Data: Begin

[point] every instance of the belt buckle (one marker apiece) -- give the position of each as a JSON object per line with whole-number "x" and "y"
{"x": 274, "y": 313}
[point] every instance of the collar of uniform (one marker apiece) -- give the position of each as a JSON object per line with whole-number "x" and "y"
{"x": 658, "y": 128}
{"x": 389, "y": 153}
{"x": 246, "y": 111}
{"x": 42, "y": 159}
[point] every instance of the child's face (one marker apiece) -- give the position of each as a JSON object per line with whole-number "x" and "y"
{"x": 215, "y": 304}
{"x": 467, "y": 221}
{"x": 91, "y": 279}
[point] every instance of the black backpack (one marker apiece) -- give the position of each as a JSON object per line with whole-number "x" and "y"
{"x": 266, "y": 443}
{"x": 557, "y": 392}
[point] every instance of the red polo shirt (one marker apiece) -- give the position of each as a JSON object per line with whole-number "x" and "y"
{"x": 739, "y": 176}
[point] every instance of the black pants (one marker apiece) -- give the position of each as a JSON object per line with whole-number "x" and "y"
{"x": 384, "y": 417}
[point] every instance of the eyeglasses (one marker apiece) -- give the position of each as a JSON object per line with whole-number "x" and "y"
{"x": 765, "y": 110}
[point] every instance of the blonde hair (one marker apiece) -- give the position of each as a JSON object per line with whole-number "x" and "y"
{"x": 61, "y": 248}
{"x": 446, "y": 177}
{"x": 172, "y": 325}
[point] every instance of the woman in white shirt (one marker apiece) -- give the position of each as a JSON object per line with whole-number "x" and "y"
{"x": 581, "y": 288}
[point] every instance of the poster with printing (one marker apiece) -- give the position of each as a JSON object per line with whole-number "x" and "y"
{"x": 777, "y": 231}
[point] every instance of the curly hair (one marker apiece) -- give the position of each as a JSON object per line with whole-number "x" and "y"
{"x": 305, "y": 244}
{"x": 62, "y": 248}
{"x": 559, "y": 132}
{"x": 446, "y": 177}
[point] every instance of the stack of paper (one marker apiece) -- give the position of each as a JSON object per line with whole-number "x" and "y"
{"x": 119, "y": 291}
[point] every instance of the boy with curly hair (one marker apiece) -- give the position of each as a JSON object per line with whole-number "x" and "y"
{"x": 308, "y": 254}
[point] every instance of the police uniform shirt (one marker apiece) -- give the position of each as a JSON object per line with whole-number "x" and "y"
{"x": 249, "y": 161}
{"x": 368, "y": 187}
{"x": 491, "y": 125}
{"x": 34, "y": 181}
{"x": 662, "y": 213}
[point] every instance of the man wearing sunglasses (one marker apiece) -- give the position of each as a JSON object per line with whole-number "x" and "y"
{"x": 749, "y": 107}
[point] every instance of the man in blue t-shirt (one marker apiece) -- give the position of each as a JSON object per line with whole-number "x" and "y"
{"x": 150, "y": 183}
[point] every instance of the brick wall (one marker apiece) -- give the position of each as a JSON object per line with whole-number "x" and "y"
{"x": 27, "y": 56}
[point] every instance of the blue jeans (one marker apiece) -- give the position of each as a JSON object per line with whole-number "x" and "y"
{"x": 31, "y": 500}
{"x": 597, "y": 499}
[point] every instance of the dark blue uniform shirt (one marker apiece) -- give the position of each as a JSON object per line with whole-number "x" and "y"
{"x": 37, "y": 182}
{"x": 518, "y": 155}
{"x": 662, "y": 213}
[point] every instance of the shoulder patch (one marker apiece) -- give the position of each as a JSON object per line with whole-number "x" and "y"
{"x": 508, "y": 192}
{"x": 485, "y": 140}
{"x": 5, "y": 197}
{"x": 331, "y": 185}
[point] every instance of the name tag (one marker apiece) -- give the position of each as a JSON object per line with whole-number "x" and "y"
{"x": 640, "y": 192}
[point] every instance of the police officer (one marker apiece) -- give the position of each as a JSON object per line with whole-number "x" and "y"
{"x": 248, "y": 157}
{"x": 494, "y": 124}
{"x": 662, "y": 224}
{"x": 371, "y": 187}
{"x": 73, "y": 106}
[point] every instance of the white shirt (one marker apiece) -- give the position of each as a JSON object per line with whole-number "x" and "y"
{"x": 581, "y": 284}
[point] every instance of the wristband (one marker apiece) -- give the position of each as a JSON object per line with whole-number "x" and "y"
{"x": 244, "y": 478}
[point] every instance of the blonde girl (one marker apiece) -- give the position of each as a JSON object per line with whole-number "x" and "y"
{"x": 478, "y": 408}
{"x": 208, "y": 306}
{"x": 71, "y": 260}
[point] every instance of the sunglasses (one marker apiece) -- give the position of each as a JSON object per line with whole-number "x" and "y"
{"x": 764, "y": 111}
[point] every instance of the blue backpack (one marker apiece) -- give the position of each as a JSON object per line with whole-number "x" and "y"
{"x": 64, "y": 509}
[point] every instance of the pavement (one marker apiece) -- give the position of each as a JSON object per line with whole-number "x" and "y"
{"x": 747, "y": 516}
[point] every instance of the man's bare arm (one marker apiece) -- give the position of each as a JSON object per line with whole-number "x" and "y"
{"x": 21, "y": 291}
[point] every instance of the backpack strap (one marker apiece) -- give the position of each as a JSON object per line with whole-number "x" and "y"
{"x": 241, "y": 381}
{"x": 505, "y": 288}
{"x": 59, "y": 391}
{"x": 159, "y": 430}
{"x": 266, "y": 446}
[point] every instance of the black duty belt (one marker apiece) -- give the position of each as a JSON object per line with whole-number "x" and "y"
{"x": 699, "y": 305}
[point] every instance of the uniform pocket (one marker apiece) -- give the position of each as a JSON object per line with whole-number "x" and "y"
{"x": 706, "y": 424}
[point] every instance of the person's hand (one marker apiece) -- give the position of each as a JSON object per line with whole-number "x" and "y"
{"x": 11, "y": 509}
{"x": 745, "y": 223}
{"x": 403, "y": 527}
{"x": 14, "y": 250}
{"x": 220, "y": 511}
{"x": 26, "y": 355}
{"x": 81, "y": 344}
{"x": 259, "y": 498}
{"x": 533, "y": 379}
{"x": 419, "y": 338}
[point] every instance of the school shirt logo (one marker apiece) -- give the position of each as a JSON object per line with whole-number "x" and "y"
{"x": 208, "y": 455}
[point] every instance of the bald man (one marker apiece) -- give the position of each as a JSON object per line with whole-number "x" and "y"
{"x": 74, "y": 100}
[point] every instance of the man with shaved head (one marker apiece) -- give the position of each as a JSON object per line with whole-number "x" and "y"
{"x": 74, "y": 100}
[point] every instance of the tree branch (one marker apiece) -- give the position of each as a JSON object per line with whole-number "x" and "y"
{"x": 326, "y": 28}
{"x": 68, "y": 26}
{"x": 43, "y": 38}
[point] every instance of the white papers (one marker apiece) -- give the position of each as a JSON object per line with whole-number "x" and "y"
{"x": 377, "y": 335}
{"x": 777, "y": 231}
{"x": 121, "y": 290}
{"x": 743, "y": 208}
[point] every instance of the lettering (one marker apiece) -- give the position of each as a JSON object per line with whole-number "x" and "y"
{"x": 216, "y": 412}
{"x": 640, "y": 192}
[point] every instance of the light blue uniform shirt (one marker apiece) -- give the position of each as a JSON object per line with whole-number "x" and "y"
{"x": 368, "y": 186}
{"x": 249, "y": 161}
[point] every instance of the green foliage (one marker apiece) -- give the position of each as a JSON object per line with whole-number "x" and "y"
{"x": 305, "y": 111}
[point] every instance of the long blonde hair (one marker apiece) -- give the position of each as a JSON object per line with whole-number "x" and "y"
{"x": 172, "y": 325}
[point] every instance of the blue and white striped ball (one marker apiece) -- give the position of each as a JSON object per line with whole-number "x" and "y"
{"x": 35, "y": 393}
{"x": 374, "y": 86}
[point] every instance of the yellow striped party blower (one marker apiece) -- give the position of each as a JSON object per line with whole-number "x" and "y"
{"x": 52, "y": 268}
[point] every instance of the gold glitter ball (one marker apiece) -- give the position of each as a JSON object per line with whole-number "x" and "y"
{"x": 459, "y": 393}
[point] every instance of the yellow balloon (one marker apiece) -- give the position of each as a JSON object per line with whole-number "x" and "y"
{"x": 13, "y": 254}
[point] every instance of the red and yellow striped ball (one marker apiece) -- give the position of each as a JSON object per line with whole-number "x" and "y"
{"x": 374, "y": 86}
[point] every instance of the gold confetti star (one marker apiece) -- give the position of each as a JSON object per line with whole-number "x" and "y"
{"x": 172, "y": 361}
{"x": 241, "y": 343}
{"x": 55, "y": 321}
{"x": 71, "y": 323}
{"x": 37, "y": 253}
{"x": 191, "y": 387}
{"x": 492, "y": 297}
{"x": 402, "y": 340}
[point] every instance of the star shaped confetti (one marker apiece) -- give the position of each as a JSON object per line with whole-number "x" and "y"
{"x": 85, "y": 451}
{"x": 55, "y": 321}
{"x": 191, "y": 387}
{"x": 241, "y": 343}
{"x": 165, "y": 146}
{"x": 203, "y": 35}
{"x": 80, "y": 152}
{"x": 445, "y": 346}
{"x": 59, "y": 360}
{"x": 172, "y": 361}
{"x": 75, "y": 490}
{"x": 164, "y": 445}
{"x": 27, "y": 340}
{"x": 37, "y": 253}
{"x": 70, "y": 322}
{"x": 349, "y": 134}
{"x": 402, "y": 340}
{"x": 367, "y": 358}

Data: End

Beginning with the line that contains "[point] every instance of the gold confetti", quote each line exactly through the last line of the entries above, and nothing beyond them.

[point] every instance of the gold confetti star (one marker apiece) -- give the position of each as a JSON object per line with whole-number "x" and "y"
{"x": 172, "y": 361}
{"x": 241, "y": 343}
{"x": 55, "y": 321}
{"x": 71, "y": 323}
{"x": 37, "y": 253}
{"x": 191, "y": 387}
{"x": 492, "y": 297}
{"x": 402, "y": 340}
[point] every instance of the star shaped confetti (one marker apiece) -- give the position of each as a JSON object per line with whole-number "x" and "y"
{"x": 85, "y": 451}
{"x": 55, "y": 321}
{"x": 191, "y": 387}
{"x": 241, "y": 343}
{"x": 165, "y": 146}
{"x": 203, "y": 35}
{"x": 80, "y": 152}
{"x": 445, "y": 346}
{"x": 59, "y": 360}
{"x": 172, "y": 361}
{"x": 75, "y": 490}
{"x": 164, "y": 445}
{"x": 27, "y": 340}
{"x": 37, "y": 253}
{"x": 70, "y": 322}
{"x": 349, "y": 134}
{"x": 402, "y": 340}
{"x": 367, "y": 358}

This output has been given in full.